● **TASK DESCRIPTION**
Could you retype every line below exactly, omitting the images?

● **EXTRACTED MATERIAL**
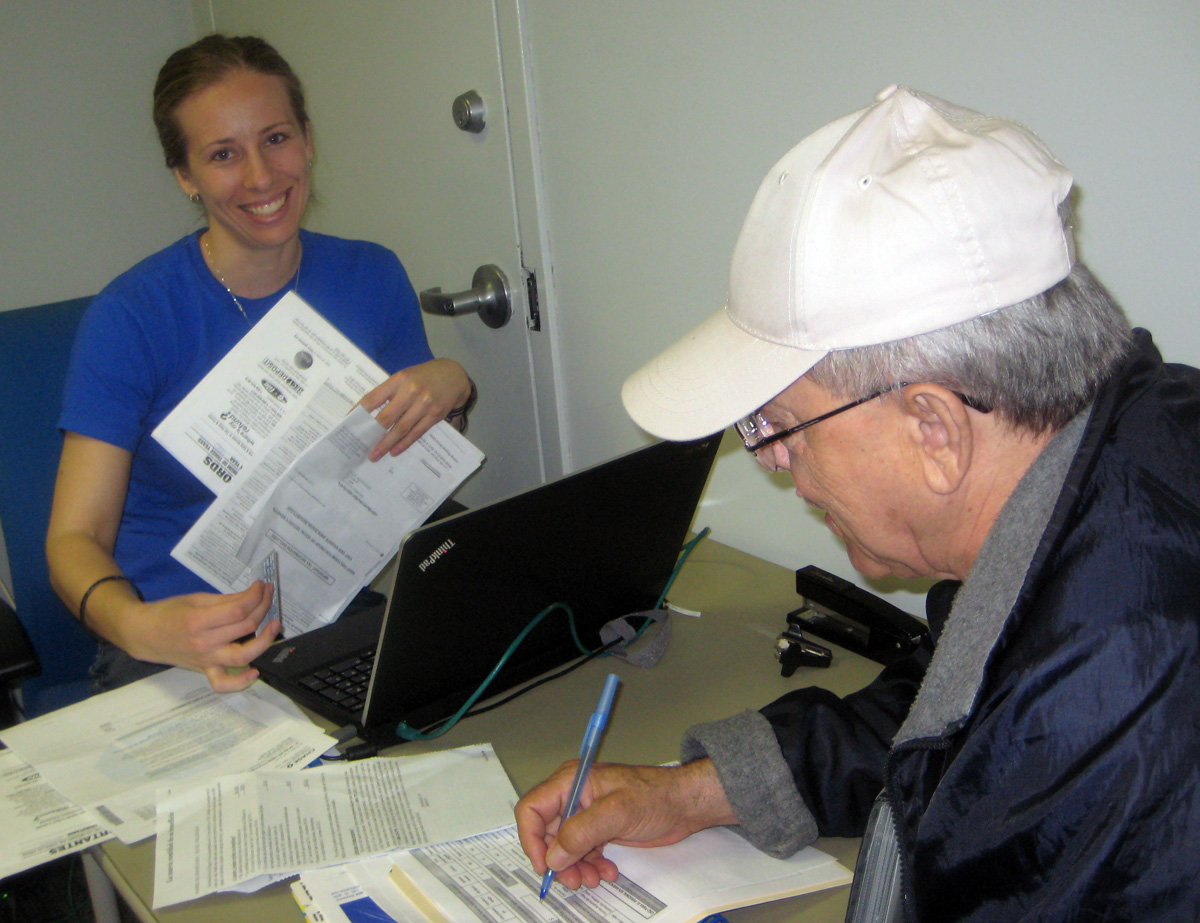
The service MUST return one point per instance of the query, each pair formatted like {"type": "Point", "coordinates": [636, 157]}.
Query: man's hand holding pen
{"type": "Point", "coordinates": [630, 805]}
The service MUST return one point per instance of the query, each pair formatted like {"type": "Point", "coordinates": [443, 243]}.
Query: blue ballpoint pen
{"type": "Point", "coordinates": [587, 754]}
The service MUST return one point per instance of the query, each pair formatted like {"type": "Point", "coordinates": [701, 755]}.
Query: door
{"type": "Point", "coordinates": [393, 166]}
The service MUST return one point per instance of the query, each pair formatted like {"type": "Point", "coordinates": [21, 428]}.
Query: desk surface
{"type": "Point", "coordinates": [715, 665]}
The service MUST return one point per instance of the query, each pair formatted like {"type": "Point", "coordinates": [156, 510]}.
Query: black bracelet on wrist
{"type": "Point", "coordinates": [461, 412]}
{"type": "Point", "coordinates": [87, 593]}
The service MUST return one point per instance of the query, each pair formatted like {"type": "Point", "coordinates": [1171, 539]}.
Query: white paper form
{"type": "Point", "coordinates": [283, 384]}
{"type": "Point", "coordinates": [489, 879]}
{"type": "Point", "coordinates": [111, 753]}
{"type": "Point", "coordinates": [335, 519]}
{"type": "Point", "coordinates": [341, 895]}
{"type": "Point", "coordinates": [253, 823]}
{"type": "Point", "coordinates": [268, 431]}
{"type": "Point", "coordinates": [39, 822]}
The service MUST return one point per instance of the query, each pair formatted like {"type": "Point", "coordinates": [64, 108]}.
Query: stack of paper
{"type": "Point", "coordinates": [90, 771]}
{"type": "Point", "coordinates": [270, 431]}
{"type": "Point", "coordinates": [487, 877]}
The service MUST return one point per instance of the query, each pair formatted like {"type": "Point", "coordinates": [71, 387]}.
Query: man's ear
{"type": "Point", "coordinates": [942, 435]}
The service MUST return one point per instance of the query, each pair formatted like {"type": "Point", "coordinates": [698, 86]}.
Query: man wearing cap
{"type": "Point", "coordinates": [910, 336]}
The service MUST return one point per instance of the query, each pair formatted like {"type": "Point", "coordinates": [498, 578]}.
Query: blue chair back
{"type": "Point", "coordinates": [35, 347]}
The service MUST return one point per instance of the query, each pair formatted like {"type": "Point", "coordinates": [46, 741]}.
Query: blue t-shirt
{"type": "Point", "coordinates": [156, 330]}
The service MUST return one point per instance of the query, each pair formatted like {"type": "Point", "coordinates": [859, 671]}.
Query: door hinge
{"type": "Point", "coordinates": [534, 318]}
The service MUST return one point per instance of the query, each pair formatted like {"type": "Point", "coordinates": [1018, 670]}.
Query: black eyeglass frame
{"type": "Point", "coordinates": [801, 426]}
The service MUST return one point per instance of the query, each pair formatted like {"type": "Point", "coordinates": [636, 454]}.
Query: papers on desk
{"type": "Point", "coordinates": [111, 753]}
{"type": "Point", "coordinates": [267, 431]}
{"type": "Point", "coordinates": [39, 823]}
{"type": "Point", "coordinates": [240, 827]}
{"type": "Point", "coordinates": [487, 877]}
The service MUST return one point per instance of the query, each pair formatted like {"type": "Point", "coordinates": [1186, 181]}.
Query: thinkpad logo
{"type": "Point", "coordinates": [437, 553]}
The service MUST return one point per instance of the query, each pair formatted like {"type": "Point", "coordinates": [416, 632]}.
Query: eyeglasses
{"type": "Point", "coordinates": [759, 433]}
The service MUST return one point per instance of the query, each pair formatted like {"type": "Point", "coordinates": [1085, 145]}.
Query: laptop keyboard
{"type": "Point", "coordinates": [343, 683]}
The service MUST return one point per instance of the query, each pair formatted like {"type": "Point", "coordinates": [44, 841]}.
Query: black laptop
{"type": "Point", "coordinates": [601, 541]}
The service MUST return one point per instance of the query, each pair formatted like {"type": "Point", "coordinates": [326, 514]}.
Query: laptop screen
{"type": "Point", "coordinates": [597, 544]}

● **ANSWER BELOW**
The service MUST return one point per instance of the query, each pair formatted like {"type": "Point", "coordinates": [636, 157]}.
Query: man's hand holding pen
{"type": "Point", "coordinates": [630, 805]}
The service MUST return one point per instance of the query, each pair formatted like {"type": "Point", "coordinates": [443, 243]}.
Query: blue ballpoint pen
{"type": "Point", "coordinates": [587, 754]}
The service MUST return one point per instance of the query, each pair formatted like {"type": "Point", "coordinates": [701, 755]}.
Query: door
{"type": "Point", "coordinates": [393, 166]}
The service MUST return one point per instance of the query, each pair formatted like {"type": "Point", "coordinates": [21, 428]}.
Query: desk surface
{"type": "Point", "coordinates": [715, 665]}
The service MUST return one point per instance of the query, each pair formatted like {"type": "Point", "coordinates": [156, 510]}.
Query: black bracelet on wrist
{"type": "Point", "coordinates": [461, 412]}
{"type": "Point", "coordinates": [87, 593]}
The service MUST return one point per instance of the query, each pair formatted like {"type": "Point", "coordinates": [1171, 539]}.
Query: white paper form
{"type": "Point", "coordinates": [283, 384]}
{"type": "Point", "coordinates": [489, 879]}
{"type": "Point", "coordinates": [111, 753]}
{"type": "Point", "coordinates": [335, 519]}
{"type": "Point", "coordinates": [341, 895]}
{"type": "Point", "coordinates": [253, 823]}
{"type": "Point", "coordinates": [268, 431]}
{"type": "Point", "coordinates": [39, 822]}
The service MUST return one point per instance of the query, each pair formatted like {"type": "Point", "coordinates": [64, 108]}.
Query: stack of paper
{"type": "Point", "coordinates": [90, 771]}
{"type": "Point", "coordinates": [270, 431]}
{"type": "Point", "coordinates": [487, 877]}
The service MUST return one point per instance of the query, each pair formatted like {"type": "Point", "coordinates": [71, 387]}.
Query: man's ear
{"type": "Point", "coordinates": [942, 435]}
The service MUST return one point per instance of the query, each pair formatted like {"type": "Point", "coordinates": [698, 86]}.
Query: man wearing cap
{"type": "Point", "coordinates": [910, 336]}
The service MUST return one point per instance of the query, each pair formatted like {"type": "Point", "coordinates": [498, 578]}.
Query: blue chair back
{"type": "Point", "coordinates": [35, 347]}
The service MUST return one point per instance of the query, each pair formatted like {"type": "Point", "coordinates": [46, 741]}.
Query: blue t-shirt
{"type": "Point", "coordinates": [156, 330]}
The service MUST return one point per instance of the query, each pair formatted like {"type": "Point", "coordinates": [859, 671]}.
Query: door hinge
{"type": "Point", "coordinates": [534, 318]}
The service MUST return one point per instance of the query, each pair formatted like {"type": "Point", "coordinates": [1018, 670]}.
Query: black eyeglass frame
{"type": "Point", "coordinates": [801, 426]}
The service MUST return one point per instance of the query, each pair formatted like {"type": "Point", "coordinates": [636, 454]}.
Query: papers on desk
{"type": "Point", "coordinates": [111, 753]}
{"type": "Point", "coordinates": [267, 431]}
{"type": "Point", "coordinates": [39, 823]}
{"type": "Point", "coordinates": [240, 827]}
{"type": "Point", "coordinates": [487, 877]}
The service MUST return one point per instance of the query, each pair formatted like {"type": "Point", "coordinates": [1186, 181]}.
Query: thinkpad logo
{"type": "Point", "coordinates": [437, 553]}
The service MUST return one point per instance of the query, each pair formatted like {"type": "Point", "coordinates": [416, 632]}.
Query: eyeglasses
{"type": "Point", "coordinates": [759, 433]}
The service MUST return one point per instance of the query, each pair formatted like {"type": "Point", "coordinates": [1085, 145]}.
Query: laptop keyboard
{"type": "Point", "coordinates": [343, 683]}
The service MUST return one point per instance of the query, each pair formatted like {"type": "Point", "coordinates": [44, 841]}.
Query: black laptop
{"type": "Point", "coordinates": [601, 541]}
The service MUST return one point per instance of the query, each pair formatted like {"type": "Point", "coordinates": [326, 514]}.
Query: laptop screen
{"type": "Point", "coordinates": [597, 544]}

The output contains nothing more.